━━ DATA TO PROCESS ━━

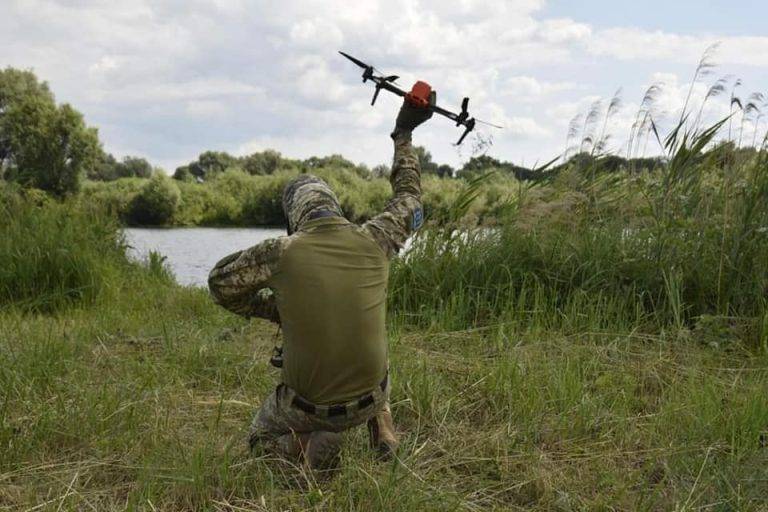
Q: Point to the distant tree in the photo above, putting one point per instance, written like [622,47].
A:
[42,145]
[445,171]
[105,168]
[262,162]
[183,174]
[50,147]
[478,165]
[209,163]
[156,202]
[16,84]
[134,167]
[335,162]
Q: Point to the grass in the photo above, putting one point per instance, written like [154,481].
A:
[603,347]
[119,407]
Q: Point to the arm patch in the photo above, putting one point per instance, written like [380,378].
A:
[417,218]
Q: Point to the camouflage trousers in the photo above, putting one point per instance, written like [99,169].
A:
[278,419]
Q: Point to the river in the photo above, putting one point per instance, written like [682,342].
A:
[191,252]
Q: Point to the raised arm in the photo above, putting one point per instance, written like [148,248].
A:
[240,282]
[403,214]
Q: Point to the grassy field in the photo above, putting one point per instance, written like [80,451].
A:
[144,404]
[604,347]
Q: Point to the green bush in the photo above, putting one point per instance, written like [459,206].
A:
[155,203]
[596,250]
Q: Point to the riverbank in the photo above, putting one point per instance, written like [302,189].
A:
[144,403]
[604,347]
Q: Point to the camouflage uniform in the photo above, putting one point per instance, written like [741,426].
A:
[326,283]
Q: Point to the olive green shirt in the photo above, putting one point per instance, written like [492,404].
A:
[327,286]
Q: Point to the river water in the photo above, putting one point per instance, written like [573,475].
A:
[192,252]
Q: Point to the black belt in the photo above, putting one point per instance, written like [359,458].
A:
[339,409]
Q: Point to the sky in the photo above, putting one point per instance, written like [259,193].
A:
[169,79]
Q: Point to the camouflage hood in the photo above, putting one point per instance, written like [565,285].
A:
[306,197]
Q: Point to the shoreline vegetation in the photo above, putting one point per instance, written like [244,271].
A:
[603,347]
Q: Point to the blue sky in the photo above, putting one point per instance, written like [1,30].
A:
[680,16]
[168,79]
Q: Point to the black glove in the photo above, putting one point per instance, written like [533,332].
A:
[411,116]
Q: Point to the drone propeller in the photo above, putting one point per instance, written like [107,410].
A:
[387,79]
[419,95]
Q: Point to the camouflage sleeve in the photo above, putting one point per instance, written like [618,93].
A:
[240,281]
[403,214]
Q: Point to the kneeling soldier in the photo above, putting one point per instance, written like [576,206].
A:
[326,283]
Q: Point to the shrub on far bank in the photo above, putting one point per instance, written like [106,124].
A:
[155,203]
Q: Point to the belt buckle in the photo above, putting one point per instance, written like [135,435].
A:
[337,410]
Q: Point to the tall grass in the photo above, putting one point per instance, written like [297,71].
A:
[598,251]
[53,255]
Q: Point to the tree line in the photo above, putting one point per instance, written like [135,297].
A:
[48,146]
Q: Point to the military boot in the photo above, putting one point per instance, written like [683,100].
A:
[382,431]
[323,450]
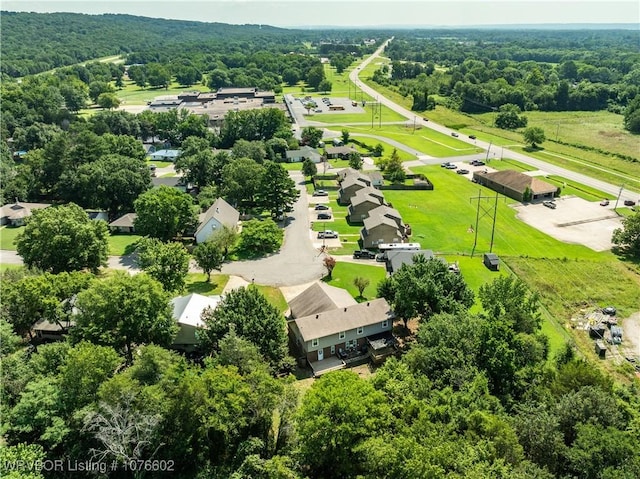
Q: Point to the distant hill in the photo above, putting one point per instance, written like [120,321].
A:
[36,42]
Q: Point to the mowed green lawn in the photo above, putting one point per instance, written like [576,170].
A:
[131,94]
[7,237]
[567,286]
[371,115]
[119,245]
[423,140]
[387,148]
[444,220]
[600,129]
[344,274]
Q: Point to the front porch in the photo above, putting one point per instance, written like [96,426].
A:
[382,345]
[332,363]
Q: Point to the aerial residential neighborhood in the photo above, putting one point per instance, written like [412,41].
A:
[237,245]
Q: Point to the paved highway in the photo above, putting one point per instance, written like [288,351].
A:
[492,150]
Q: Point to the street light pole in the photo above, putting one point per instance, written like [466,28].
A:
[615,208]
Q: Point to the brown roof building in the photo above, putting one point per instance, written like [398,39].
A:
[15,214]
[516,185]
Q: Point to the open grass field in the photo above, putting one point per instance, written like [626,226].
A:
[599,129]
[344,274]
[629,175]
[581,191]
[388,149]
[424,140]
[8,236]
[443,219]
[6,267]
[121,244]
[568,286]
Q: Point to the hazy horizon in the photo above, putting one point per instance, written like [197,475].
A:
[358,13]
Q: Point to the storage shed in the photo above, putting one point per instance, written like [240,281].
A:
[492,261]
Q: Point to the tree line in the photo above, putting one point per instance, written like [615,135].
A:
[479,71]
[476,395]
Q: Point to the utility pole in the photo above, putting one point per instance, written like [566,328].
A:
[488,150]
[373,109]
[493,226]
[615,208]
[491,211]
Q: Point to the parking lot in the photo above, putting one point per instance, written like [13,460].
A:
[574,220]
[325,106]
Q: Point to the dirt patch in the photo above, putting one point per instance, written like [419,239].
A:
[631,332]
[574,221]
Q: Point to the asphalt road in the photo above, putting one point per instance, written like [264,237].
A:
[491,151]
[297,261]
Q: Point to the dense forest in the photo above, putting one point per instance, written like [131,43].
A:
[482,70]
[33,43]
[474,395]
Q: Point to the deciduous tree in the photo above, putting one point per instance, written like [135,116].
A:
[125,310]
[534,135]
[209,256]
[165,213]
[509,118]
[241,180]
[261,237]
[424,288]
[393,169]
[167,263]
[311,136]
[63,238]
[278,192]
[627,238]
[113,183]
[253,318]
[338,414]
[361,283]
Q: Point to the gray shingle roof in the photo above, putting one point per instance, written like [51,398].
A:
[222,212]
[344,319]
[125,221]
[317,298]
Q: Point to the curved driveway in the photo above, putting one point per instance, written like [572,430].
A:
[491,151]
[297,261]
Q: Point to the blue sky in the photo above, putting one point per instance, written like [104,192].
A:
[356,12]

━━━
━━ DATA TO PROCESS ━━

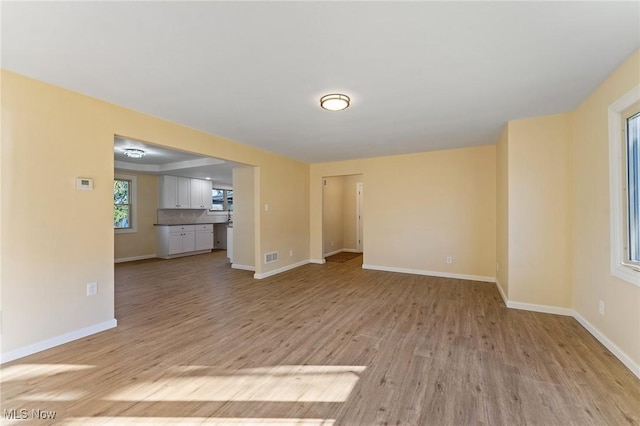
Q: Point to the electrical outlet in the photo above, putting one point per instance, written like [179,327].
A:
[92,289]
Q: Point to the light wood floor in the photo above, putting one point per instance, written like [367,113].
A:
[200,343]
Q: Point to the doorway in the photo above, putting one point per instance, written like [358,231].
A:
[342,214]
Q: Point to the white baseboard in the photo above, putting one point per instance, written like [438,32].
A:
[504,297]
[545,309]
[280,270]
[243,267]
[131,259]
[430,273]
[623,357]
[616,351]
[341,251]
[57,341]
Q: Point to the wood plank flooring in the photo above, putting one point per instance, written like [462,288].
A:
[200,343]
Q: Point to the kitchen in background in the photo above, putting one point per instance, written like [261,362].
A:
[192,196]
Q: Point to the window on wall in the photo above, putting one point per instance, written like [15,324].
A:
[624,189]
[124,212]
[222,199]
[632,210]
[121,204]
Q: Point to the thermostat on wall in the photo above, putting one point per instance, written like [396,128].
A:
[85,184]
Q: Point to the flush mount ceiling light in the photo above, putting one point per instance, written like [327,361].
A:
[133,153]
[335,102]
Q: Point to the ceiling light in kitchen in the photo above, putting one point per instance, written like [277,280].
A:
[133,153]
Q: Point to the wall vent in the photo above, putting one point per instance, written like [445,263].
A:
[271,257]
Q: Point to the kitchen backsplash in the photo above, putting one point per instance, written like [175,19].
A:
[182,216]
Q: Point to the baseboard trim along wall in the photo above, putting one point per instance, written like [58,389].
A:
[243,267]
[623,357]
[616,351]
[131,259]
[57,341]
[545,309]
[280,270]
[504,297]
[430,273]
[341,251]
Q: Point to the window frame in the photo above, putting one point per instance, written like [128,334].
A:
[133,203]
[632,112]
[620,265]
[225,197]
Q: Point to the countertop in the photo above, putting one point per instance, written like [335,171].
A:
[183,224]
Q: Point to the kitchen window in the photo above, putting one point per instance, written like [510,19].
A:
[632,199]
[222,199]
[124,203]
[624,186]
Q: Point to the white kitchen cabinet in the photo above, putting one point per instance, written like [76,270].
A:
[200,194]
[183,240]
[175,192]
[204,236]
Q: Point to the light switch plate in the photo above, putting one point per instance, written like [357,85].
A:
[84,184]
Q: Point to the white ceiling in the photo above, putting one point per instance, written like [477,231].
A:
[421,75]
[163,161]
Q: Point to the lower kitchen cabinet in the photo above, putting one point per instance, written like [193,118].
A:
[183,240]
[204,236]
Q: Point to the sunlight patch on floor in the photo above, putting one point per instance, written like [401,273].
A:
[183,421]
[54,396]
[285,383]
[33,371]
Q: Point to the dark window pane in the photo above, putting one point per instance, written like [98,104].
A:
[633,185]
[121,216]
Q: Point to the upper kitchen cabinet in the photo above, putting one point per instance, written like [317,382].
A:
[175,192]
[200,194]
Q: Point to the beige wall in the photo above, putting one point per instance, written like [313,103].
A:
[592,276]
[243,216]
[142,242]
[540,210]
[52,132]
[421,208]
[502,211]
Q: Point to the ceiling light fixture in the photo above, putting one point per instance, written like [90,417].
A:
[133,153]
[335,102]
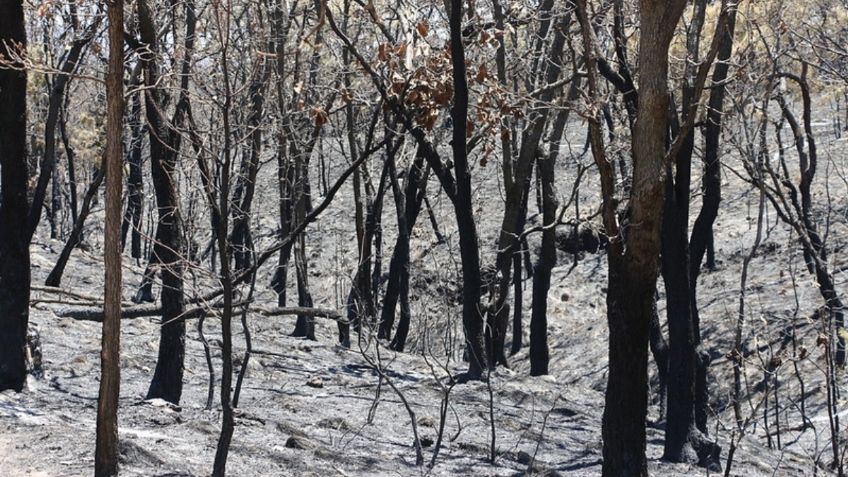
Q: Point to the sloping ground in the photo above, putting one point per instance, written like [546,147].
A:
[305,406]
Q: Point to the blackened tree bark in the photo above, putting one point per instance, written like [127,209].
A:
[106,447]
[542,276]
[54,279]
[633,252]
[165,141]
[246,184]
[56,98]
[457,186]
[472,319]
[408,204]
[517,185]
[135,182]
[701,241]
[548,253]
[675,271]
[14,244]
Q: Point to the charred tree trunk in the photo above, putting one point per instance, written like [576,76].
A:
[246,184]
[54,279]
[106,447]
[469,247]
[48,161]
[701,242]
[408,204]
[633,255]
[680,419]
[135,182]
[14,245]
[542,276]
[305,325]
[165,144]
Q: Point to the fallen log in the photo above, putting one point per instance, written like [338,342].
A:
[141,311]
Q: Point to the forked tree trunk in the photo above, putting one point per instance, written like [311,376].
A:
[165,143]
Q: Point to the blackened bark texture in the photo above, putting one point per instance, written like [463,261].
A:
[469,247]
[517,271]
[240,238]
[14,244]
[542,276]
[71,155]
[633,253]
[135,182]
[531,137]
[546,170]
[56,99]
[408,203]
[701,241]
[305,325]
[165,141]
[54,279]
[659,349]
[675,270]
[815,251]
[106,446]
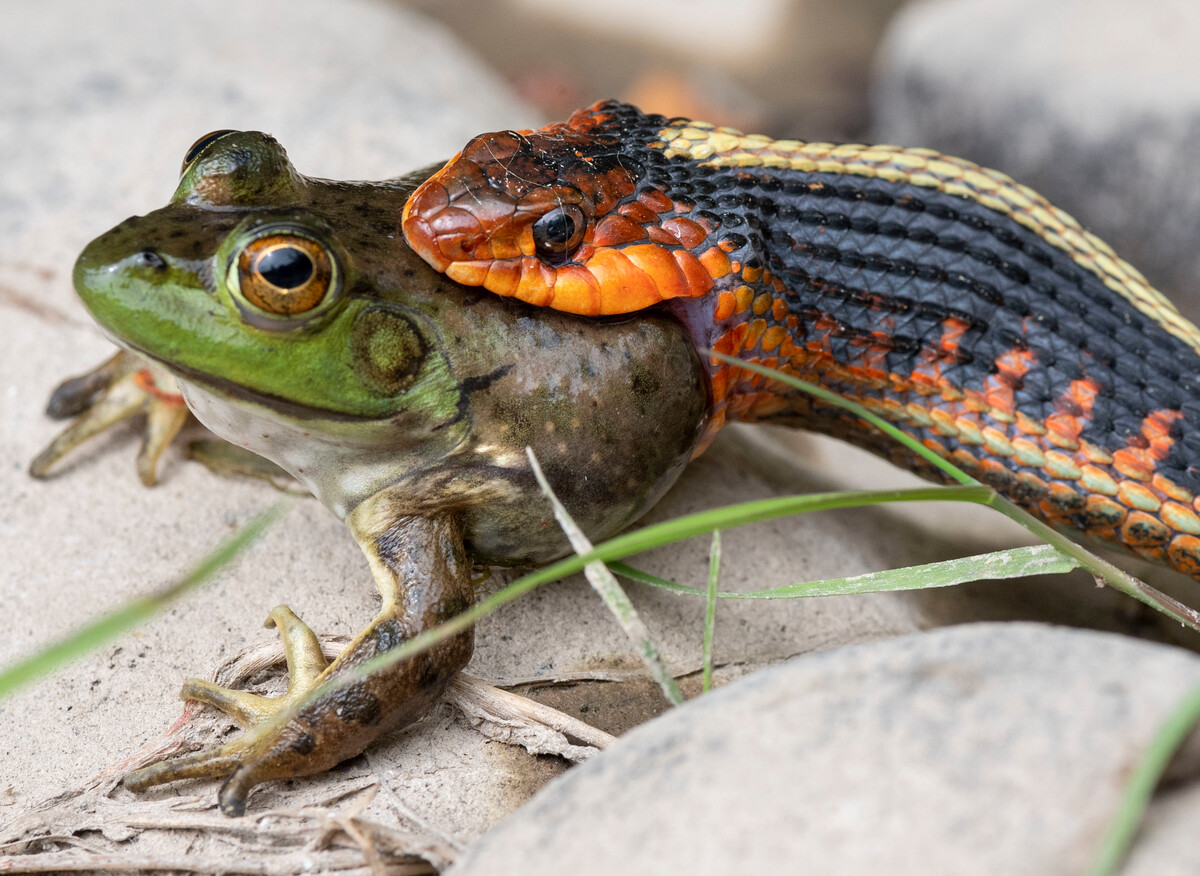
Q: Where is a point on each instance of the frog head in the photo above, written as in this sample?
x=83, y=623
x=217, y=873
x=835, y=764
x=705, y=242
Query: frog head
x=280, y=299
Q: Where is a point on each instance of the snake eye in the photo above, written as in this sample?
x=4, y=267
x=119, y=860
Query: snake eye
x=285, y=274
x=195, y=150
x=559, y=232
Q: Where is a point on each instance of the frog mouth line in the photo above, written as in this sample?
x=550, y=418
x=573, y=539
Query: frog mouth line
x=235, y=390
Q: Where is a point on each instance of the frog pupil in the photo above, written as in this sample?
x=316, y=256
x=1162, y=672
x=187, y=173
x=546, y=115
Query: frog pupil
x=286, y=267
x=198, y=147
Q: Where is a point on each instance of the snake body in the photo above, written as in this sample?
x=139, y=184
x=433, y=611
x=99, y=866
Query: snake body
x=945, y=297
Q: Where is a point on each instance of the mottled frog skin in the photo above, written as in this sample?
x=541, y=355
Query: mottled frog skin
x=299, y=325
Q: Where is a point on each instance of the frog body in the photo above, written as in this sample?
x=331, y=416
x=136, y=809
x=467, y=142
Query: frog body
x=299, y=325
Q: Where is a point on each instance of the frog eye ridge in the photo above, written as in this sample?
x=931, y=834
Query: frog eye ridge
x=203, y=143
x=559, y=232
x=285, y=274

━━━

Where a line of the listing holds "bark", show that line.

_RESPONSE TO THE EXERCISE:_
Q: Point to the blackened tree bark in the photo above, putting one point per instance, written like [127,209].
Q: Point to the blackened bark texture in the photo above, putting one point per instance, written like [463,261].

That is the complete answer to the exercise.